> _PROBLEM DESCRIPTION_
The lines to find are those in the entries that hold the word "tree"; copy every one of them.

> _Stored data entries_
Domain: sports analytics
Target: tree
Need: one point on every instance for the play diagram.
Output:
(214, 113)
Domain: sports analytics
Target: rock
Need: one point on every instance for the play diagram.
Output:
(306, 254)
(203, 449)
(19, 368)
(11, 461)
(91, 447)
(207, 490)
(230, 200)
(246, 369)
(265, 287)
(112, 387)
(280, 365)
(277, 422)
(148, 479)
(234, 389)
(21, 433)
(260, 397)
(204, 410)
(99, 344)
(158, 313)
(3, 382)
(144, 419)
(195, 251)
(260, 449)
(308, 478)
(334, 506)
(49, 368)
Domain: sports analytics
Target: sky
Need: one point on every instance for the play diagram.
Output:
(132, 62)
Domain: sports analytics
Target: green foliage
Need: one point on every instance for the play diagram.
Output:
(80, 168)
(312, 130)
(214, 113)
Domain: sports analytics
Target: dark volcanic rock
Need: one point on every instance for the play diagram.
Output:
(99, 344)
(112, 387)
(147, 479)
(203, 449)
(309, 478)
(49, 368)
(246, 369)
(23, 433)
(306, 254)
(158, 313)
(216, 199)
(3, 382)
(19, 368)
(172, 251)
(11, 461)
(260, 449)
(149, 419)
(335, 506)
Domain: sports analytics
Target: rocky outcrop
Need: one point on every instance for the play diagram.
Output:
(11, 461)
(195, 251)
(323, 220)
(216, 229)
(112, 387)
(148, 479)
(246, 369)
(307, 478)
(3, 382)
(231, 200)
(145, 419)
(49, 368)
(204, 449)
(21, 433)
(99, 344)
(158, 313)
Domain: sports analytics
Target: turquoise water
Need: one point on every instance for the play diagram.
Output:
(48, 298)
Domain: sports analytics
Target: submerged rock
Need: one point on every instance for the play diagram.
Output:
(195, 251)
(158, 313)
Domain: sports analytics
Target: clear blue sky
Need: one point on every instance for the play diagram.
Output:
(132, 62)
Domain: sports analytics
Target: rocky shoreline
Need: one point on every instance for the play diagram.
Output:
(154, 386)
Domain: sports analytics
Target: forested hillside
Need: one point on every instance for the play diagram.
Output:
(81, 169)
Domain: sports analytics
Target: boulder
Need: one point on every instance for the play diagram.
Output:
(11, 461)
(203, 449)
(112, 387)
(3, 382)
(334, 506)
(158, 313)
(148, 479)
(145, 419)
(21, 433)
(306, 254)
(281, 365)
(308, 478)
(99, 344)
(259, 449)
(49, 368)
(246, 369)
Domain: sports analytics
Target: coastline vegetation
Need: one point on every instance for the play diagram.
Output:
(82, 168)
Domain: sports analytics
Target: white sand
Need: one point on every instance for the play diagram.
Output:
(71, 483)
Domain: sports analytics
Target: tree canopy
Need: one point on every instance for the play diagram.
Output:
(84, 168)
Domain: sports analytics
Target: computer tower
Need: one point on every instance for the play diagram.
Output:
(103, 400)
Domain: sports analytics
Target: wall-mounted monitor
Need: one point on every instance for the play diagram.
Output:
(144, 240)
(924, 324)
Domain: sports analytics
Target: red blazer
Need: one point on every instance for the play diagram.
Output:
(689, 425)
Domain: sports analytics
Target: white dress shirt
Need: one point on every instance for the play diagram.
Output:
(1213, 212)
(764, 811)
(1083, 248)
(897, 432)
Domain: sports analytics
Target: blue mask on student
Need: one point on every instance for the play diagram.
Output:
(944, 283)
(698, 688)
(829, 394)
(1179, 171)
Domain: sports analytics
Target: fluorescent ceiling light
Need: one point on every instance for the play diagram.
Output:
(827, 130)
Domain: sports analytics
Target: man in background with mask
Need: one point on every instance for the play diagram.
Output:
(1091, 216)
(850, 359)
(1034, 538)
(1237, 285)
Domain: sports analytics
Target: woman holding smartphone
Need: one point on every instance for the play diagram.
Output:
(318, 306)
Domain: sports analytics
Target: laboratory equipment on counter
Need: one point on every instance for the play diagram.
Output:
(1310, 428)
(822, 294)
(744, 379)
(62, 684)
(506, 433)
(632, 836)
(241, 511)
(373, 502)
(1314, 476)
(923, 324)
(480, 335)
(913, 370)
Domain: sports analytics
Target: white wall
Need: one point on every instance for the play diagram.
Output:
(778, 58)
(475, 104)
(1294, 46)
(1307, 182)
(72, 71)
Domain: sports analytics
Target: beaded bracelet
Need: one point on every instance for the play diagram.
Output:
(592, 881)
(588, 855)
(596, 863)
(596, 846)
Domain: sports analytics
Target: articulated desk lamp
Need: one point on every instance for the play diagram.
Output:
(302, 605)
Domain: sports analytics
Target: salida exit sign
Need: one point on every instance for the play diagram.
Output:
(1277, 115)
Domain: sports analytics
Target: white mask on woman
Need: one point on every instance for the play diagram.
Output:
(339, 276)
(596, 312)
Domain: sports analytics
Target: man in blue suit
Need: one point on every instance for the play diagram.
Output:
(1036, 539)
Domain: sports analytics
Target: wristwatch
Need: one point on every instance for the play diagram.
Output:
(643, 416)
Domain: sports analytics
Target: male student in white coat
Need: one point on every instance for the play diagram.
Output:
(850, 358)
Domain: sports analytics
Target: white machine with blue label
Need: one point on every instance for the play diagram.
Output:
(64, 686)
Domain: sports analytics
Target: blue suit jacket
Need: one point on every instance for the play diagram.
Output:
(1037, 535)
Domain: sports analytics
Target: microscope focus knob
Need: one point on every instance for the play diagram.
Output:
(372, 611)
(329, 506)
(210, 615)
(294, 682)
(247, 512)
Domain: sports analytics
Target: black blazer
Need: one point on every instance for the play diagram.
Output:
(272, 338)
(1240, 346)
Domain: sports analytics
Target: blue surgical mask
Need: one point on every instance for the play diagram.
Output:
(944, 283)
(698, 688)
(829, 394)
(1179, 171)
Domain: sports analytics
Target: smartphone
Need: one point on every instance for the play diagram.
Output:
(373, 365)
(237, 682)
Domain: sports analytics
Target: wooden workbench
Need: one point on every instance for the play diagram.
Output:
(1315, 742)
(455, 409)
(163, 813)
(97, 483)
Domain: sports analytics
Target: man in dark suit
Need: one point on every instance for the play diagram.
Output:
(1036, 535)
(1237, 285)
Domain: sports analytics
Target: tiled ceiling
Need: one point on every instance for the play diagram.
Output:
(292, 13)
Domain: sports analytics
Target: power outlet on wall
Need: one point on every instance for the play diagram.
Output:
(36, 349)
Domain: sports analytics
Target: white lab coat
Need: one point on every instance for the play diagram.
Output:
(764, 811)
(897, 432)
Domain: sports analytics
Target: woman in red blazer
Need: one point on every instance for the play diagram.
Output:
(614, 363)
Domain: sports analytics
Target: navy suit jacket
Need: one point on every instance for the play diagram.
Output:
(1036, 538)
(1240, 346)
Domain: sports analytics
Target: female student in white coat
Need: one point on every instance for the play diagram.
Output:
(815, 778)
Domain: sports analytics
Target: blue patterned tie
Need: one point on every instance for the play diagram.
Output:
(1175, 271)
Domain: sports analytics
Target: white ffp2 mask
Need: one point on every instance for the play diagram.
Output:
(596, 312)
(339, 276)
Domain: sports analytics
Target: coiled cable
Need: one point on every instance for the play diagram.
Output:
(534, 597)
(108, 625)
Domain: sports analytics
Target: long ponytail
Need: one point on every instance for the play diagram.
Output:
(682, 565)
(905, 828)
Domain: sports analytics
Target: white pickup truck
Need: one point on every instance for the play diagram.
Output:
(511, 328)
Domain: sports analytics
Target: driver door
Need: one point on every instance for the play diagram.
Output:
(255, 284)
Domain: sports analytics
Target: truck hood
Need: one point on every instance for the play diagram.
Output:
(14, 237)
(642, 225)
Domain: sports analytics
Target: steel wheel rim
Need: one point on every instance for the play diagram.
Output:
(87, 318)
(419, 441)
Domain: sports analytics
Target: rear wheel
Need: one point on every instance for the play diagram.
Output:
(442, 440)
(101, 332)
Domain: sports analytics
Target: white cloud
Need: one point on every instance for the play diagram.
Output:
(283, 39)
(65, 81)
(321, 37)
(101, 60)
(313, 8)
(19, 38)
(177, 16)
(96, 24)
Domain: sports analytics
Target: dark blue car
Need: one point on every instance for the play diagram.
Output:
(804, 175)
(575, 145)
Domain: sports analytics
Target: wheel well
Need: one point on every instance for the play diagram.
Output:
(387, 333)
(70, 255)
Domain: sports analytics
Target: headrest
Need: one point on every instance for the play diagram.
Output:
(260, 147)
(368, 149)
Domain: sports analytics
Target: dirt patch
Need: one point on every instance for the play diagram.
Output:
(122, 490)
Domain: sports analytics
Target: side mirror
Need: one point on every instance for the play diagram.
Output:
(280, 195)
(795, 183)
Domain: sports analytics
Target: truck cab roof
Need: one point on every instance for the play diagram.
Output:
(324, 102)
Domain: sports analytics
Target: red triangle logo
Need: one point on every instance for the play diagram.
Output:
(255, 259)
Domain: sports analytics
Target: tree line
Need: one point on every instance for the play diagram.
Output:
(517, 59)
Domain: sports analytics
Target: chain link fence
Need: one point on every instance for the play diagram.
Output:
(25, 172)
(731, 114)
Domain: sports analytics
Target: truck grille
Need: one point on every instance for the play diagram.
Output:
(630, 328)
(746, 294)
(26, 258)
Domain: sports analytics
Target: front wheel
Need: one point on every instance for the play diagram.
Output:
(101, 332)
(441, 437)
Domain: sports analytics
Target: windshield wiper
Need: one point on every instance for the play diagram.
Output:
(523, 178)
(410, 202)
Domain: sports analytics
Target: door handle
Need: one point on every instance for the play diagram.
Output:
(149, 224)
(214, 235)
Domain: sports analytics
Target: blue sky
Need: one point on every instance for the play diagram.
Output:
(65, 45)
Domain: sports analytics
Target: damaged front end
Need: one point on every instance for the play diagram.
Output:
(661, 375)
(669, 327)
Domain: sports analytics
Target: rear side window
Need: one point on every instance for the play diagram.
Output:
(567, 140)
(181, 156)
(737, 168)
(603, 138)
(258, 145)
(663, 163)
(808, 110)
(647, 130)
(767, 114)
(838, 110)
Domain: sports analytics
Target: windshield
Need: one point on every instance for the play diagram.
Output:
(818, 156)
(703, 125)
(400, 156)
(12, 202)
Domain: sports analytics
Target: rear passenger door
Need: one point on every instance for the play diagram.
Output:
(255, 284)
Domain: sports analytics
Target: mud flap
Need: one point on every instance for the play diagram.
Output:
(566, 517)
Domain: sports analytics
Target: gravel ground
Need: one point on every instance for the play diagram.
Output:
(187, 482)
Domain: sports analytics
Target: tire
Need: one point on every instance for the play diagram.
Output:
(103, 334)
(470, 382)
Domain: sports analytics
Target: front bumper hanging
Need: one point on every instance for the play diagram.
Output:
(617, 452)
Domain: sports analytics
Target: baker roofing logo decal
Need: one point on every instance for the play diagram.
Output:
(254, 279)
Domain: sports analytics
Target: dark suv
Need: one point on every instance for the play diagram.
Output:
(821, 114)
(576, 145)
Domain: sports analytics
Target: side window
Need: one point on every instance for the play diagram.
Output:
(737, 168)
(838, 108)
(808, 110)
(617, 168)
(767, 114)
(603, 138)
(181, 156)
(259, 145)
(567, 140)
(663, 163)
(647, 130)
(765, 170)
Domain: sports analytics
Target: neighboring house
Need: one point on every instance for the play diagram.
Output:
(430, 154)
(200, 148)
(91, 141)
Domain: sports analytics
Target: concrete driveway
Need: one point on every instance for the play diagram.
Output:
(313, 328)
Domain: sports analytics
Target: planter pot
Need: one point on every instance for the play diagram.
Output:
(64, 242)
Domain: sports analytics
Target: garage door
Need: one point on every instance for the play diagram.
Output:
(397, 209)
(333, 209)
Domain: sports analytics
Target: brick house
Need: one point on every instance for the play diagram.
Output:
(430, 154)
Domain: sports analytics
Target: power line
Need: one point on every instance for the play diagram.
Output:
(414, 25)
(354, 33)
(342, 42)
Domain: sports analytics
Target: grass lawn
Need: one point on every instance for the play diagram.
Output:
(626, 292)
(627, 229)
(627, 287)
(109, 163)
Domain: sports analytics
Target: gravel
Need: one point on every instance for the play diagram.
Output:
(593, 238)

> _FINISHED TASK_
Target: tree
Target: tree canopy
Target: tree line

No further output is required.